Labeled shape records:
+---+

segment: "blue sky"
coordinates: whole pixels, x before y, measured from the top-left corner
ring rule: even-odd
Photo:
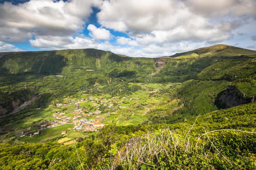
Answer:
[[[256,50],[254,0],[0,0],[0,52],[93,48],[158,57]]]

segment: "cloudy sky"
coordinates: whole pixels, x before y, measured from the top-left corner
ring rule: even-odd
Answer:
[[[256,0],[0,0],[0,52],[93,48],[157,57],[256,50]]]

+---+

- PROBLEM REQUIREMENTS -
Write out every one of the records above line for line, without the pictures.

- TASK RESULT -
segment: "blue sky"
coordinates: whole pixels, x before y, measured from the top-left corner
ring rule: even-odd
Photo:
Answer:
[[[256,50],[254,0],[0,0],[0,52],[93,48],[158,57]]]

segment: "cloudy sky"
coordinates: whole pixels, x before y, measured from the top-left corner
ring rule: even-odd
Answer:
[[[256,0],[0,0],[0,52],[93,48],[157,57],[256,50]]]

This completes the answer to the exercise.